[WRITTEN PROBLEM] Swap "dot" for "point" in everything from the line containing "the white cloud" down to the end of the records, and write those lines out again with nothing else changed.

[DATA FOR THE TASK]

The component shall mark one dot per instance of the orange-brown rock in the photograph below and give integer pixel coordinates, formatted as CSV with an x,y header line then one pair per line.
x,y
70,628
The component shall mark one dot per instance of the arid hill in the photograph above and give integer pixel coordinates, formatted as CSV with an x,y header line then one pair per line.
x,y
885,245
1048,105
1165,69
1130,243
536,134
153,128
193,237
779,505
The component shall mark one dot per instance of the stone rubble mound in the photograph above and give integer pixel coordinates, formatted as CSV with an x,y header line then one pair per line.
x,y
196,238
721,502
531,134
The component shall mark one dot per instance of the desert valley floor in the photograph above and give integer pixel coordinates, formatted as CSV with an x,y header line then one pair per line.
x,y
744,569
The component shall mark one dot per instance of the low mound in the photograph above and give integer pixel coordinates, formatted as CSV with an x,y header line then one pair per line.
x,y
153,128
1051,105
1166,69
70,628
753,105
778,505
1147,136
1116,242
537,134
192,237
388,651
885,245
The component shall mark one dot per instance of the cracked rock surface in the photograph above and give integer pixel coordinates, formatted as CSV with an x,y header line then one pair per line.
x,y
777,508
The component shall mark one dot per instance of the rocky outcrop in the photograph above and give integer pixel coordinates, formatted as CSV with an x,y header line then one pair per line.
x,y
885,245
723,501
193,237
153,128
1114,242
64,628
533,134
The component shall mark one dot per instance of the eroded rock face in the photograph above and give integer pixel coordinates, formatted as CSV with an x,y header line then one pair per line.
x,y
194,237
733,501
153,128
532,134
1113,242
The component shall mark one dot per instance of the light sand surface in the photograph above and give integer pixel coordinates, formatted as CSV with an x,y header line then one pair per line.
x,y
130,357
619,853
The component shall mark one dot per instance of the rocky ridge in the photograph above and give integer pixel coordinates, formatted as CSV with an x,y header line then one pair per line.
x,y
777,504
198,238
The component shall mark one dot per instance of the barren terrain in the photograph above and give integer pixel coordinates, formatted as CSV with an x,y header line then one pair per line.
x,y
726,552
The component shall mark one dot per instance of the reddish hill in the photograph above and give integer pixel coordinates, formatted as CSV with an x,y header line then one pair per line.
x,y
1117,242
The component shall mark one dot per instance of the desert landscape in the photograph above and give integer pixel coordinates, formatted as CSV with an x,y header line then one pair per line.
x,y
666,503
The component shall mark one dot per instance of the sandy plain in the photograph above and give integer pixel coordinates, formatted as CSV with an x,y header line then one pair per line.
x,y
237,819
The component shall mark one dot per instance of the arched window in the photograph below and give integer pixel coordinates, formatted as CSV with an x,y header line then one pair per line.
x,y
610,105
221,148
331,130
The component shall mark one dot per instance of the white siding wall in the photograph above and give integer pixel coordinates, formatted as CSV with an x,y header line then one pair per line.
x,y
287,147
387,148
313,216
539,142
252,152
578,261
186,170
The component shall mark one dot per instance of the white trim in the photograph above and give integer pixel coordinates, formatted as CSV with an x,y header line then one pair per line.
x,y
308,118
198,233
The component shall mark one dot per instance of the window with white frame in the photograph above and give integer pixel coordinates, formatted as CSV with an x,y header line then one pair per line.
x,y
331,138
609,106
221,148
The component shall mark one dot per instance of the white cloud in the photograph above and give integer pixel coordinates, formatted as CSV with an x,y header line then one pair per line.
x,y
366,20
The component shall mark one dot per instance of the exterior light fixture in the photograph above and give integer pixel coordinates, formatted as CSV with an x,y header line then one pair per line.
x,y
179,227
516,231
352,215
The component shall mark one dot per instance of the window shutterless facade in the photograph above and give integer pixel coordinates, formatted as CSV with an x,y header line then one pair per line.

[TASK SOLUTION]
The component shall mark one point per instance of the white cloud in the photograph above and give integer pixel coordinates, formatted as CSV with an x,y header line then one pair per line.
x,y
366,20
The component shall mark one point per instance of the exterior light fixture in the photograph above and give integer pixel coordinates, formatted as CSV with an x,y header line then one pair per line.
x,y
179,227
516,231
352,215
The component shall mark one point per instance of the window shutterless facade in the photograph above and give integer pixel coordinates, formatted as CSV with an x,y header line then one pair per line.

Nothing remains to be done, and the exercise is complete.